= The task =
Reproduce word for word the lines below, beginning with the line that contains "Expected: one point per instance of the fish tail, each" and continuing through the end of the items.

— START The data —

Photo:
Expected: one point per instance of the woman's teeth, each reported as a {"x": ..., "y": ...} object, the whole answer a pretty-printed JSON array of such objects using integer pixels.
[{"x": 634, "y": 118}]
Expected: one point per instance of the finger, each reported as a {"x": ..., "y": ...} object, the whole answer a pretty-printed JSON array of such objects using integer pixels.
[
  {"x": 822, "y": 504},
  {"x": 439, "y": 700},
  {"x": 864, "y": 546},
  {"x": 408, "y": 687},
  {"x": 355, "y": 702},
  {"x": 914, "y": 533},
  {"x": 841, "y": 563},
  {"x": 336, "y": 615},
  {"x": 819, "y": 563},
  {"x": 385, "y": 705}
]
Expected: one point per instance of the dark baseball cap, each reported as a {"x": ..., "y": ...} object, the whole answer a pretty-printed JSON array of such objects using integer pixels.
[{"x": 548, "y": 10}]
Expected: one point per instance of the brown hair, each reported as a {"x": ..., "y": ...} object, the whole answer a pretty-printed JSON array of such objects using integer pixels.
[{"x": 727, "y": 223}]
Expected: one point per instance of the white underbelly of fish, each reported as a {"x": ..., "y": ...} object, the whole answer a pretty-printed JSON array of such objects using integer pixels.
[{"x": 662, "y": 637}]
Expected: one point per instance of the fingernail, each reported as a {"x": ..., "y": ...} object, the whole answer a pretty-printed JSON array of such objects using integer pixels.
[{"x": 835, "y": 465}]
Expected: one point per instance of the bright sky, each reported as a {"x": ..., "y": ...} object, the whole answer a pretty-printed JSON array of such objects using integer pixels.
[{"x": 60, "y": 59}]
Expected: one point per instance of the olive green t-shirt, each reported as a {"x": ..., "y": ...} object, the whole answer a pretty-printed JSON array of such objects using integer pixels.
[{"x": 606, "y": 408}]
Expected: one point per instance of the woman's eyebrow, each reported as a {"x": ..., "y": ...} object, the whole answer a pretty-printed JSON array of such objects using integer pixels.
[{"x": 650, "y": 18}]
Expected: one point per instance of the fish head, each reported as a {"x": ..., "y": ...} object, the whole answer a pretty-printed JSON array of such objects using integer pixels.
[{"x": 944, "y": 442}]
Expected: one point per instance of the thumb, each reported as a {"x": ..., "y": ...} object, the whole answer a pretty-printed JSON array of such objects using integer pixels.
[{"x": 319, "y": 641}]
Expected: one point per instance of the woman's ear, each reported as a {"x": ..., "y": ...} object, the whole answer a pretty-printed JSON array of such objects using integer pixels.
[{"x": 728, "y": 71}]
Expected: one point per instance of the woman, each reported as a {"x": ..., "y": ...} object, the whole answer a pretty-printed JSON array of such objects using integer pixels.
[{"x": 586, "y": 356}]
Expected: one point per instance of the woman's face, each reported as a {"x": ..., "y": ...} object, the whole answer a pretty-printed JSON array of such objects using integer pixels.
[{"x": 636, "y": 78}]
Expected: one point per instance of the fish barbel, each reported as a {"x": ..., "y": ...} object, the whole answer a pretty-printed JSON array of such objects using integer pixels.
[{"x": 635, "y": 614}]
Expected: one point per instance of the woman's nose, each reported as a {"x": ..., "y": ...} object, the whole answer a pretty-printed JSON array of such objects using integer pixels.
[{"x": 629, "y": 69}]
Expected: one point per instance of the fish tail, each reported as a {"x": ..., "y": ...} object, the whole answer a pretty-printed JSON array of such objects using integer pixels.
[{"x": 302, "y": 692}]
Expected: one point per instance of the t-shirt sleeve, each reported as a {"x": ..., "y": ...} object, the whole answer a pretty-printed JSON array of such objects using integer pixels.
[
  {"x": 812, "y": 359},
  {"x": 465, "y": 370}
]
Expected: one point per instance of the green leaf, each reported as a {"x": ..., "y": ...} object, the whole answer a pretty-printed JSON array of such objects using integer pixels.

— END The data —

= Completed task =
Expected: one point per instance of the fish tail, each reported as a {"x": ..., "y": ...} object, the whole answer a pretty-printed JSON array of such objects using integer pixels.
[{"x": 302, "y": 692}]
Expected: one point per instance of the t-shirt sleeve, each reported as a {"x": ..., "y": ...} object, the whole answer a pretty-printed JSON array of such objects using integer pixels.
[
  {"x": 812, "y": 359},
  {"x": 465, "y": 370}
]
Expected: one point per instance of the green leaf, each reported as a {"x": ..., "y": ...} object, the whole answer a pretty-printed JSON array of such objects using integer pixels.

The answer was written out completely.